##### Available records
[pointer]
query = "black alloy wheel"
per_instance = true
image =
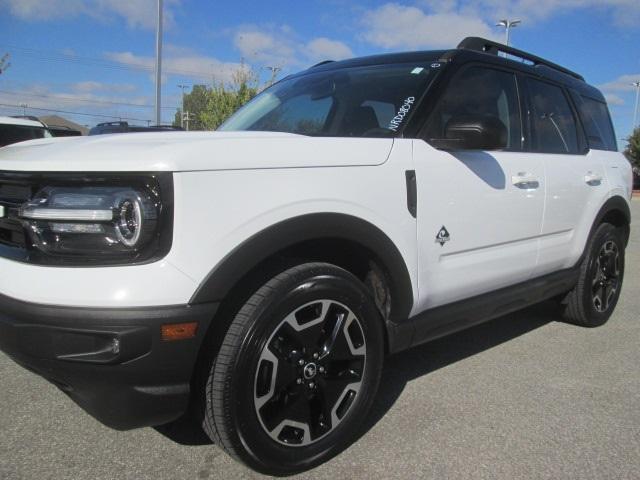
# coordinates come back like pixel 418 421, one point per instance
pixel 593 299
pixel 297 371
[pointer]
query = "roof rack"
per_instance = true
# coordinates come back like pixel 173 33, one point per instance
pixel 324 62
pixel 478 44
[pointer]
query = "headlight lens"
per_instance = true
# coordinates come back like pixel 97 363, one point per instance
pixel 111 221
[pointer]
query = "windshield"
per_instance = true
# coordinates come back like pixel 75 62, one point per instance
pixel 19 133
pixel 370 101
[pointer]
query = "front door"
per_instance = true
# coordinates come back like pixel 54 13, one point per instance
pixel 479 212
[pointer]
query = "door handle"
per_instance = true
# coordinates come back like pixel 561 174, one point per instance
pixel 525 181
pixel 592 179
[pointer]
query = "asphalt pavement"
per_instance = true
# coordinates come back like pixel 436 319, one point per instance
pixel 523 396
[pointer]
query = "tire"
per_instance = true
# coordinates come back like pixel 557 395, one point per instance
pixel 593 299
pixel 266 381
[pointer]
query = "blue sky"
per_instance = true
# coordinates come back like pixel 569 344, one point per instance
pixel 96 56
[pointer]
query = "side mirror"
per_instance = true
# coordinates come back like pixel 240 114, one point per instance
pixel 473 132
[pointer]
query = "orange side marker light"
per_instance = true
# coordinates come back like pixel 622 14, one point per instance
pixel 179 331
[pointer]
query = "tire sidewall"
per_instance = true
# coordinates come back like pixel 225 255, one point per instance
pixel 261 451
pixel 606 232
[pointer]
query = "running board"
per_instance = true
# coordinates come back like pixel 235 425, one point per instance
pixel 446 319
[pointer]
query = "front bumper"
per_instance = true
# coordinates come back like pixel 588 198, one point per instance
pixel 110 361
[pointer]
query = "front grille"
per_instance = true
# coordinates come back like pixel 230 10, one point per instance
pixel 15 189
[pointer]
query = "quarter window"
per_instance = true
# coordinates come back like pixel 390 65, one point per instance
pixel 480 91
pixel 553 124
pixel 597 124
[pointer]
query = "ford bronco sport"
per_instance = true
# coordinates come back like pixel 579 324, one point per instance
pixel 258 275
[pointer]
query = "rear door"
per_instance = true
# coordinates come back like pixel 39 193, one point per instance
pixel 575 176
pixel 479 212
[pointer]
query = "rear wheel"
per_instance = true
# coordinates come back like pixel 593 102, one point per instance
pixel 594 298
pixel 297 371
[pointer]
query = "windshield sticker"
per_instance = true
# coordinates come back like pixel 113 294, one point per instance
pixel 404 109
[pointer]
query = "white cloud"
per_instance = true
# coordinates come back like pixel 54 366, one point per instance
pixel 93 86
pixel 621 84
pixel 282 47
pixel 136 13
pixel 323 48
pixel 613 99
pixel 181 62
pixel 270 48
pixel 395 26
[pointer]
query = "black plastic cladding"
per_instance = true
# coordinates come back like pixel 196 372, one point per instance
pixel 155 250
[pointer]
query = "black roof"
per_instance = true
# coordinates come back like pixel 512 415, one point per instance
pixel 480 49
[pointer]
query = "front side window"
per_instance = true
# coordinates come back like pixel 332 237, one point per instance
pixel 553 125
pixel 479 91
pixel 369 101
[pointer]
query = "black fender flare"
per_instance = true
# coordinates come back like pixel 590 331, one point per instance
pixel 316 226
pixel 613 204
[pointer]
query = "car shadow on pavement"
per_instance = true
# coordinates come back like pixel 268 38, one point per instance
pixel 413 363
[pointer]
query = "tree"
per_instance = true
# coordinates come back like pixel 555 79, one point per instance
pixel 209 107
pixel 632 152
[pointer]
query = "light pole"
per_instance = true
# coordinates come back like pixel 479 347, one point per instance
pixel 182 86
pixel 508 25
pixel 159 64
pixel 635 112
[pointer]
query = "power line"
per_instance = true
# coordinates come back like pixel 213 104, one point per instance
pixel 48 55
pixel 74 113
pixel 87 100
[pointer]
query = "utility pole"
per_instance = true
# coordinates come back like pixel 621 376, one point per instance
pixel 4 63
pixel 508 25
pixel 186 118
pixel 274 73
pixel 182 86
pixel 635 112
pixel 159 65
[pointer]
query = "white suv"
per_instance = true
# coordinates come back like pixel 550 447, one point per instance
pixel 21 129
pixel 257 276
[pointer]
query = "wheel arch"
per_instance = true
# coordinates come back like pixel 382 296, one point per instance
pixel 615 211
pixel 333 237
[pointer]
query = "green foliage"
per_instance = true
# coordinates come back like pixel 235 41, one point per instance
pixel 633 150
pixel 209 107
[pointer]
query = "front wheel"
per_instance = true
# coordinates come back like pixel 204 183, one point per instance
pixel 593 299
pixel 297 371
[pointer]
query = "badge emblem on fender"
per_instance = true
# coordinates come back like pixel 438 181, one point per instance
pixel 442 236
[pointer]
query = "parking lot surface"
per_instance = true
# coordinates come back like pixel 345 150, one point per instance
pixel 523 396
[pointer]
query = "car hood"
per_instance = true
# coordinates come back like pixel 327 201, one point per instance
pixel 191 151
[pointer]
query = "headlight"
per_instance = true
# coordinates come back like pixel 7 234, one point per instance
pixel 102 221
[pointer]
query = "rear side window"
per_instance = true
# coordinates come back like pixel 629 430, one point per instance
pixel 19 133
pixel 553 125
pixel 597 124
pixel 480 91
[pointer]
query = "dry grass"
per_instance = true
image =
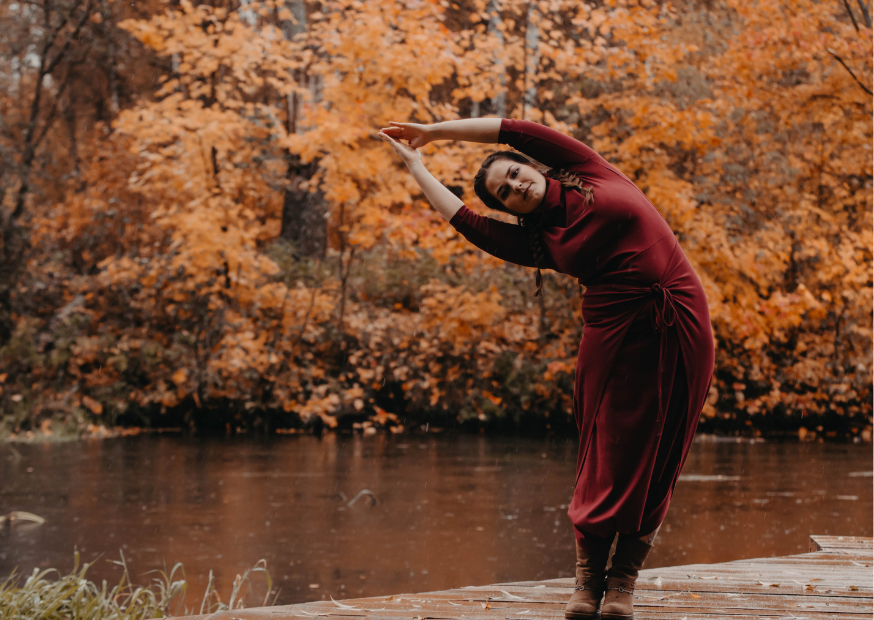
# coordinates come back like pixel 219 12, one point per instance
pixel 49 595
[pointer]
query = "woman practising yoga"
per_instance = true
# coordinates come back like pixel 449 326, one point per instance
pixel 646 357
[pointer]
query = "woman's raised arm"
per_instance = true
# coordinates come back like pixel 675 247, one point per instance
pixel 444 202
pixel 485 130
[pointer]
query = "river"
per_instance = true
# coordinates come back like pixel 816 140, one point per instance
pixel 438 512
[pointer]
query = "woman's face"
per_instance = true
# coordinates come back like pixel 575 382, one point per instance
pixel 519 187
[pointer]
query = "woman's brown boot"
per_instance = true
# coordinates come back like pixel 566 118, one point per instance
pixel 628 559
pixel 592 552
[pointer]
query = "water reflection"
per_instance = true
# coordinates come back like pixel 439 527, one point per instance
pixel 438 511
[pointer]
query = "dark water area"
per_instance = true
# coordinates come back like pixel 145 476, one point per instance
pixel 449 511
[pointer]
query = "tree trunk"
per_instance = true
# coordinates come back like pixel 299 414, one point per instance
pixel 532 58
pixel 500 101
pixel 303 212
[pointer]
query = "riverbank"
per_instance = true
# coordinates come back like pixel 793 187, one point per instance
pixel 491 507
pixel 709 429
pixel 833 578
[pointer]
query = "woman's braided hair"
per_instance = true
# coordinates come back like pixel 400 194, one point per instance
pixel 532 222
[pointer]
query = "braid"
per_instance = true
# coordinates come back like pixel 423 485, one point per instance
pixel 572 180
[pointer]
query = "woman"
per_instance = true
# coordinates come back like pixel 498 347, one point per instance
pixel 646 357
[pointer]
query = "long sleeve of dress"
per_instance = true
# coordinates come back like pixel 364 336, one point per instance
pixel 548 146
pixel 500 239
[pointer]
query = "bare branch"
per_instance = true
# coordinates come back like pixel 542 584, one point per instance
pixel 863 6
pixel 850 71
pixel 85 14
pixel 852 17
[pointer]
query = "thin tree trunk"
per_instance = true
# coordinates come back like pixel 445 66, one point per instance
pixel 500 101
pixel 532 58
pixel 303 221
pixel 863 6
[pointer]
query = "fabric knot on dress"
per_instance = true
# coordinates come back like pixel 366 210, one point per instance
pixel 664 313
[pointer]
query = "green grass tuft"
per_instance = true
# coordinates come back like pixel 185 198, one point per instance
pixel 74 597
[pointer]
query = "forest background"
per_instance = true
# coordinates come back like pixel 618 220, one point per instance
pixel 200 228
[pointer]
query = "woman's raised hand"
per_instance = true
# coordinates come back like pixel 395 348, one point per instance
pixel 415 135
pixel 407 153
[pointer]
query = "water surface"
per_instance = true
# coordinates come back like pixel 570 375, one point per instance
pixel 445 511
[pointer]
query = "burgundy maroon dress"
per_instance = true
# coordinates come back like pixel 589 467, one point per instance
pixel 646 357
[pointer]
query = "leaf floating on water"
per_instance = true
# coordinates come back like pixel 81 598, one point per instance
pixel 20 515
pixel 706 478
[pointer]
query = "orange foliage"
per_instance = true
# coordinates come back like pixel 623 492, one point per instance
pixel 170 292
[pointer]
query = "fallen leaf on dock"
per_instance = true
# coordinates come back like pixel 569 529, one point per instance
pixel 512 597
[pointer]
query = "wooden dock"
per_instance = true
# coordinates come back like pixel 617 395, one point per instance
pixel 833 581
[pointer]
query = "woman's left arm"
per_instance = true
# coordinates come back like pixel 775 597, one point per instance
pixel 548 146
pixel 444 202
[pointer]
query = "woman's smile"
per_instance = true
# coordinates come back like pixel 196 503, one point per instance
pixel 519 187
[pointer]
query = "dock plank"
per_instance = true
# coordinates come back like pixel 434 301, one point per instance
pixel 833 581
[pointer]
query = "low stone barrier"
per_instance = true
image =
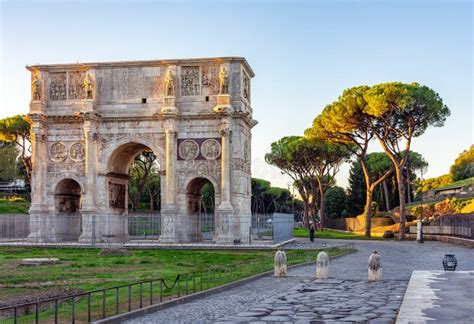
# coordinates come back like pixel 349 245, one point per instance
pixel 356 224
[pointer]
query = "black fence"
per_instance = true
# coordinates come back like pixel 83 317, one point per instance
pixel 453 225
pixel 103 303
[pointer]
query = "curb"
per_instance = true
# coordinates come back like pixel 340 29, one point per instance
pixel 446 239
pixel 181 300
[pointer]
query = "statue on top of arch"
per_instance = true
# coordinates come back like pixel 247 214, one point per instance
pixel 169 84
pixel 88 86
pixel 223 81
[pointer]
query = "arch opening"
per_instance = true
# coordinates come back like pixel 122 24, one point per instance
pixel 200 194
pixel 134 180
pixel 68 204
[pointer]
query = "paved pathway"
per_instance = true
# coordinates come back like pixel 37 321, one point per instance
pixel 301 298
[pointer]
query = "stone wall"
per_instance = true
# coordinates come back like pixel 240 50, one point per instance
pixel 90 120
pixel 356 224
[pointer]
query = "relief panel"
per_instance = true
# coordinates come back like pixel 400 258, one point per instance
pixel 57 87
pixel 210 79
pixel 190 81
pixel 75 88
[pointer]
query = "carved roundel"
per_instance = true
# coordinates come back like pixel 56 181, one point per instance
pixel 210 149
pixel 188 150
pixel 77 152
pixel 58 152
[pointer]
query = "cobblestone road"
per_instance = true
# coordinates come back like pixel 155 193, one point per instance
pixel 345 297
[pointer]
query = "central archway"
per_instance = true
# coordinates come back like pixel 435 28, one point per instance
pixel 125 213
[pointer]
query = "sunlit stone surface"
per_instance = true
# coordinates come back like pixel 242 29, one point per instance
pixel 90 120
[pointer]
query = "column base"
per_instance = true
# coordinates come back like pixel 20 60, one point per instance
pixel 223 233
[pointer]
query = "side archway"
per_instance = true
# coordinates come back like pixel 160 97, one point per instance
pixel 68 205
pixel 201 204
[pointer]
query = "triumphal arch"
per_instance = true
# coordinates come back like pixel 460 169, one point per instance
pixel 89 122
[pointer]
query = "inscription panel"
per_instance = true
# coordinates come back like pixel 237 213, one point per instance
pixel 129 83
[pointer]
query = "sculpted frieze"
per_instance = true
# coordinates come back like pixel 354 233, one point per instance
pixel 75 90
pixel 199 149
pixel 210 78
pixel 188 150
pixel 190 81
pixel 193 168
pixel 77 152
pixel 211 149
pixel 58 152
pixel 57 87
pixel 246 87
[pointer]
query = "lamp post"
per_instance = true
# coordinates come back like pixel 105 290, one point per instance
pixel 420 223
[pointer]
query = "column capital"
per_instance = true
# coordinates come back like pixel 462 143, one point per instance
pixel 224 128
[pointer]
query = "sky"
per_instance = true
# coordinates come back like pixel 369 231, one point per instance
pixel 304 54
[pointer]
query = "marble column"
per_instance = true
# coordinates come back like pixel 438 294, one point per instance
pixel 89 209
pixel 39 207
pixel 225 132
pixel 169 218
pixel 225 220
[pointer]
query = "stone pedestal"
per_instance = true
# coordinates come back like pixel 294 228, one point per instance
pixel 281 269
pixel 224 216
pixel 375 267
pixel 322 266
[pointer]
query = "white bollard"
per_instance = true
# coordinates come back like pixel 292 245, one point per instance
pixel 322 266
pixel 375 267
pixel 280 264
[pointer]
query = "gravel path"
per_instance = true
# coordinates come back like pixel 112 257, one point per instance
pixel 345 297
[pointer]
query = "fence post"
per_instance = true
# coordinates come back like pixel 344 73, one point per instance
pixel 103 303
pixel 89 307
pixel 116 301
pixel 73 319
pixel 151 292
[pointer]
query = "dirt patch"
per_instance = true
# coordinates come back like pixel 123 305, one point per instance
pixel 114 252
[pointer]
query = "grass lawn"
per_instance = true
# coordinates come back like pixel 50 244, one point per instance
pixel 85 270
pixel 14 207
pixel 331 234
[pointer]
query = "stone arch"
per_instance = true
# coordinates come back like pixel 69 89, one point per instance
pixel 69 176
pixel 108 154
pixel 117 168
pixel 211 179
pixel 68 205
pixel 200 219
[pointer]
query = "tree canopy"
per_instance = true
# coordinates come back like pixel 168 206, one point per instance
pixel 16 129
pixel 463 166
pixel 398 112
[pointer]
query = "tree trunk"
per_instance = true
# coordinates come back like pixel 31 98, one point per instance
pixel 322 216
pixel 408 188
pixel 401 194
pixel 368 197
pixel 368 212
pixel 152 200
pixel 386 195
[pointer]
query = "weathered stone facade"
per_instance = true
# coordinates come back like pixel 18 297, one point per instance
pixel 91 120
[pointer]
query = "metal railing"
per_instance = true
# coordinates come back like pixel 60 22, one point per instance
pixel 120 229
pixel 102 303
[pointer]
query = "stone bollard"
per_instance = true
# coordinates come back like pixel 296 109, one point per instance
pixel 322 265
pixel 375 267
pixel 280 264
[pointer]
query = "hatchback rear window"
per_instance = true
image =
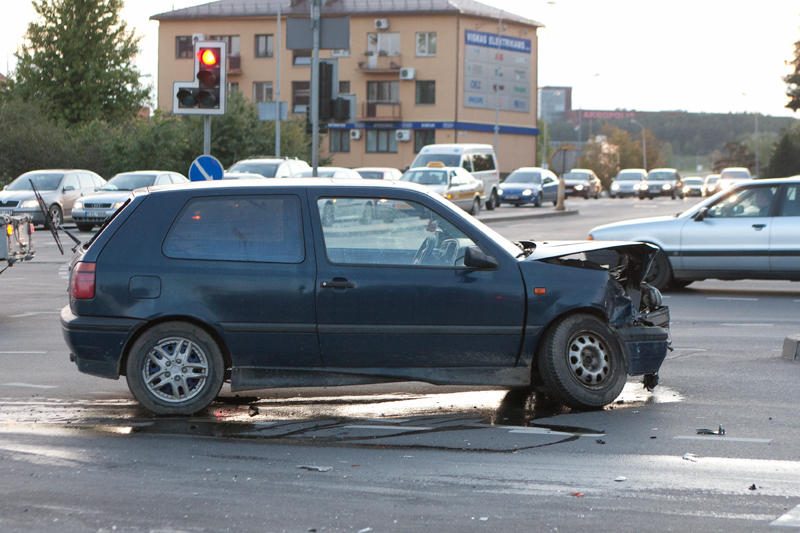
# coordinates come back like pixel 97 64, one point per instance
pixel 260 229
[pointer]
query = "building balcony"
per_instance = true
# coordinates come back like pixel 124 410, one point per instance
pixel 377 111
pixel 377 63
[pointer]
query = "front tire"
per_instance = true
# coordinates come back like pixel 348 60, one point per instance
pixel 581 363
pixel 175 368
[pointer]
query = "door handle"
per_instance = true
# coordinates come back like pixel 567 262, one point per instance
pixel 337 283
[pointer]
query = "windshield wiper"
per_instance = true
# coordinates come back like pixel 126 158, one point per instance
pixel 527 248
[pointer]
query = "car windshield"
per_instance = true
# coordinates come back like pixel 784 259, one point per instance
pixel 576 176
pixel 43 182
pixel 447 160
pixel 524 177
pixel 426 177
pixel 661 176
pixel 629 176
pixel 371 174
pixel 268 170
pixel 128 182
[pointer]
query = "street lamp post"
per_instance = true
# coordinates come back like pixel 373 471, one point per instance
pixel 644 144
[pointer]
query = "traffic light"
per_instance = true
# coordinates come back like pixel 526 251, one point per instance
pixel 206 94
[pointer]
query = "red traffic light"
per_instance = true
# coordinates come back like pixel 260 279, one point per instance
pixel 209 57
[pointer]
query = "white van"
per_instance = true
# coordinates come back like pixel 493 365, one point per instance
pixel 478 159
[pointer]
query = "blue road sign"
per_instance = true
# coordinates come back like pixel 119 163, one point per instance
pixel 205 168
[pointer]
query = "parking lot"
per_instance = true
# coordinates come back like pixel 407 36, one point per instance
pixel 713 447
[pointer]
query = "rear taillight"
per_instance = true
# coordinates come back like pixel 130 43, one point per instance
pixel 82 282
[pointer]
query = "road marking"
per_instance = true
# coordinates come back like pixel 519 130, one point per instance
pixel 29 385
pixel 747 324
pixel 722 438
pixel 388 428
pixel 790 519
pixel 34 313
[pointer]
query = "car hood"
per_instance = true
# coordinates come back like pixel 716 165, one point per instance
pixel 108 196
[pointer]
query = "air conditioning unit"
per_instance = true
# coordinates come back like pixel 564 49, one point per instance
pixel 407 73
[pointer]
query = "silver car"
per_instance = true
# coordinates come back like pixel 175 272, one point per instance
pixel 59 189
pixel 747 232
pixel 94 209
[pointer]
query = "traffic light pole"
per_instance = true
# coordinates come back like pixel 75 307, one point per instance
pixel 315 15
pixel 206 134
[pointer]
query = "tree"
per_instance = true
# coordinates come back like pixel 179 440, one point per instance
pixel 77 62
pixel 793 81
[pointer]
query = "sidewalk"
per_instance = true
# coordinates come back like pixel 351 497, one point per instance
pixel 503 214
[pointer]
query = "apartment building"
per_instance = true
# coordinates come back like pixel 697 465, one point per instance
pixel 417 72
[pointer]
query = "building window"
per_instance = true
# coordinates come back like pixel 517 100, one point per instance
pixel 301 57
pixel 262 91
pixel 264 45
pixel 301 96
pixel 339 140
pixel 383 44
pixel 423 138
pixel 184 47
pixel 426 92
pixel 383 91
pixel 381 141
pixel 426 43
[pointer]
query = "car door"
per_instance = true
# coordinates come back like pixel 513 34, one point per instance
pixel 733 236
pixel 784 253
pixel 399 295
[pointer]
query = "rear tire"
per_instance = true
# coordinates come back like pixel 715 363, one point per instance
pixel 581 363
pixel 175 368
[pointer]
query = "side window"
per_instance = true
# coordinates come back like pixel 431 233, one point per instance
pixel 71 180
pixel 250 228
pixel 791 201
pixel 751 202
pixel 417 237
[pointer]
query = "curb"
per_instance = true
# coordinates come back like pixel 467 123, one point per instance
pixel 523 216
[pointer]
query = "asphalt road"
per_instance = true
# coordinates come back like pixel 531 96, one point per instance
pixel 78 455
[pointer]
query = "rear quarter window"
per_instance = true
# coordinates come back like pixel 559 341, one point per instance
pixel 249 228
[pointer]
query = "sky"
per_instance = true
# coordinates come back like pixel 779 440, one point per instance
pixel 714 56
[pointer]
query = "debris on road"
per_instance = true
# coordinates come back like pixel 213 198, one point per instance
pixel 315 468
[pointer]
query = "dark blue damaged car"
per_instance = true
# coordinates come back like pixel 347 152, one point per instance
pixel 189 287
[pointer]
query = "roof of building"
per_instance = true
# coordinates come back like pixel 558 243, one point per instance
pixel 262 8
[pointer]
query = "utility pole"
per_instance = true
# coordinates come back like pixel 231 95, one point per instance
pixel 315 21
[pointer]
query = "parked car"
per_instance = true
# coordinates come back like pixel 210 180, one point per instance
pixel 662 182
pixel 711 185
pixel 332 172
pixel 750 232
pixel 582 182
pixel 480 160
pixel 271 167
pixel 693 186
pixel 189 286
pixel 59 189
pixel 627 182
pixel 453 183
pixel 529 185
pixel 379 173
pixel 728 177
pixel 94 209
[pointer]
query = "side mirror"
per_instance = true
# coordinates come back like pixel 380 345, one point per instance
pixel 701 214
pixel 475 258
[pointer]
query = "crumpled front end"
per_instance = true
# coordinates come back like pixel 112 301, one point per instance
pixel 635 309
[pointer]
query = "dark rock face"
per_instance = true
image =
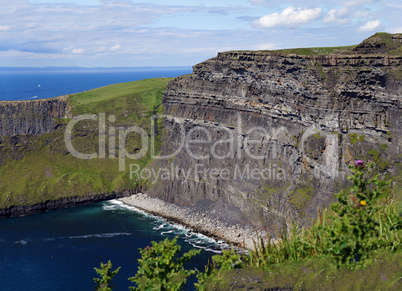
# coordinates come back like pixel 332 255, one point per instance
pixel 307 118
pixel 65 202
pixel 31 117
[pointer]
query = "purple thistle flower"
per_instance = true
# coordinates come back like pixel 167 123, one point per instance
pixel 359 164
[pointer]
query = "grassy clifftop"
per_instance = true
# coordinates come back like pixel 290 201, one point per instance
pixel 34 169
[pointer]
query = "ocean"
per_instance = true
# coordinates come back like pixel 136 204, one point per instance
pixel 58 250
pixel 36 83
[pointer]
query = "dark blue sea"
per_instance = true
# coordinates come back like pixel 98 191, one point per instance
pixel 58 250
pixel 38 83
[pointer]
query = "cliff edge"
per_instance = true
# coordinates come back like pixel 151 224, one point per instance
pixel 279 130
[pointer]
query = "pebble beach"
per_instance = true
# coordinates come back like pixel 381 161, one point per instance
pixel 239 236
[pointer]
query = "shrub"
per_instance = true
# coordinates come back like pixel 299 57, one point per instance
pixel 106 275
pixel 362 223
pixel 160 268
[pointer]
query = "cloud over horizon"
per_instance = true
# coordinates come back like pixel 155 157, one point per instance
pixel 177 32
pixel 289 17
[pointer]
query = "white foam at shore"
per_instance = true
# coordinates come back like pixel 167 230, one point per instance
pixel 202 241
pixel 237 234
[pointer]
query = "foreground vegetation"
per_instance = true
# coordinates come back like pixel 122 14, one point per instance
pixel 40 168
pixel 358 247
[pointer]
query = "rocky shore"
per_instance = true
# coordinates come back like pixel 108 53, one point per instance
pixel 235 234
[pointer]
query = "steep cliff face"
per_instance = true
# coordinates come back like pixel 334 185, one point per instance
pixel 31 117
pixel 280 130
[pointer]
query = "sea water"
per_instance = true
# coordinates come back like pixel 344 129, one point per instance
pixel 58 250
pixel 35 83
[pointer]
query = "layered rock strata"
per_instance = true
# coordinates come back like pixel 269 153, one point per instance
pixel 264 139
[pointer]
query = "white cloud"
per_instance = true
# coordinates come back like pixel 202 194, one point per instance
pixel 395 30
pixel 258 2
pixel 78 51
pixel 370 25
pixel 264 46
pixel 330 17
pixel 115 47
pixel 337 15
pixel 289 17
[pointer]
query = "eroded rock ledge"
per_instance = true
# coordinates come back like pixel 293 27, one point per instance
pixel 320 113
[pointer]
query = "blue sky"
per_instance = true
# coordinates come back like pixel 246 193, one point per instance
pixel 129 33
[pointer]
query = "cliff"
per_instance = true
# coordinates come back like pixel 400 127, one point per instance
pixel 32 117
pixel 37 170
pixel 308 117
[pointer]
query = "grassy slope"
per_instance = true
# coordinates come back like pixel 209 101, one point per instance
pixel 317 51
pixel 384 273
pixel 48 171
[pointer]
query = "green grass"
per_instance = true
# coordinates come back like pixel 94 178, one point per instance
pixel 384 273
pixel 44 170
pixel 316 51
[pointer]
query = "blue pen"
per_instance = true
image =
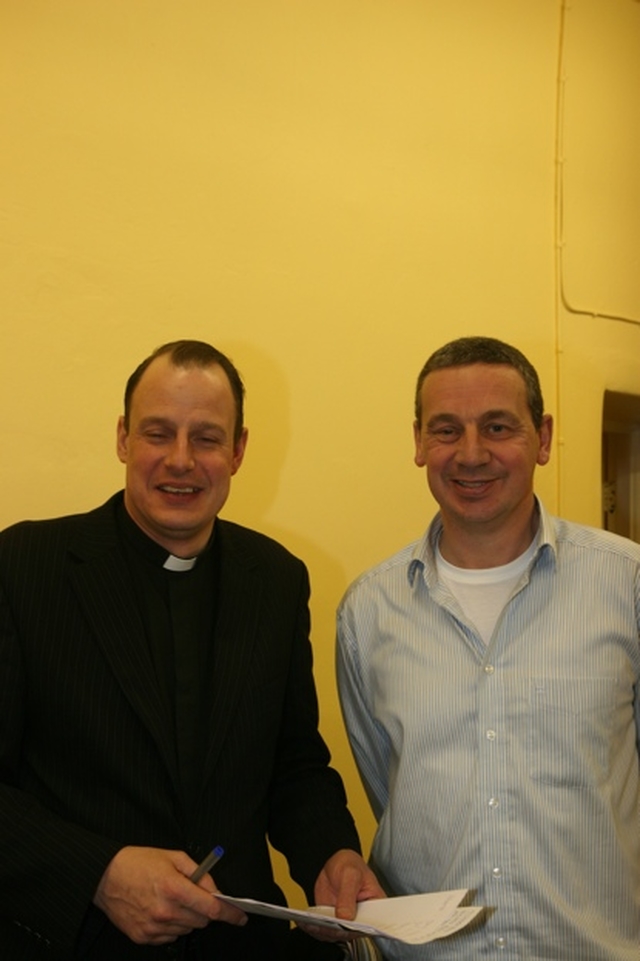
##########
To do
Write everything from the start of the entries down to and including the line containing "pixel 473 132" as a JSON list of strings, one string per line, with blank lines omitted. Leave the pictures out.

Solved exercise
[
  "[pointer]",
  "query = \"black alloy wheel\"",
  "per_instance = true",
  "image =",
  "# coordinates come back like pixel 418 421, one point per instance",
  "pixel 593 299",
  "pixel 297 371",
  "[pointer]",
  "query = \"roof rack\"",
  "per_instance = true",
  "# coordinates come back like pixel 173 33, one point per instance",
  "pixel 324 62",
  "pixel 478 44",
  "[pointer]",
  "query = \"headlight lens\"",
  "per_instance = true",
  "# coordinates come back like pixel 97 363, one point per instance",
  "pixel 111 221",
  "[pointer]",
  "query = \"windshield\"",
  "per_instance = true",
  "# coordinates come back like pixel 75 62, one point per instance",
  "pixel 19 133",
  "pixel 370 101",
  "[pointer]",
  "query = \"front door\"",
  "per_instance = true",
  "# coordinates come back like pixel 54 13, one point per instance",
  "pixel 479 212",
  "[pointer]",
  "query = \"door handle\"",
  "per_instance = true",
  "# coordinates come back like pixel 561 174, one point per instance",
  "pixel 525 181",
  "pixel 592 179",
  "[pointer]",
  "query = \"asphalt pavement\"",
  "per_instance = true",
  "# coordinates come back like pixel 436 319, one point per instance",
  "pixel 523 396",
  "[pointer]",
  "query = \"tire\"",
  "per_instance = true",
  "# coordinates come back like pixel 557 395, one point per instance",
  "pixel 593 299",
  "pixel 266 381",
  "[pointer]",
  "query = \"blue sky\"",
  "per_instance = true",
  "# coordinates come back like pixel 569 344, one point per instance",
  "pixel 96 56",
  "[pointer]",
  "query = \"side mirror\"",
  "per_instance = true",
  "# coordinates come back like pixel 240 114, one point per instance",
  "pixel 473 132"
]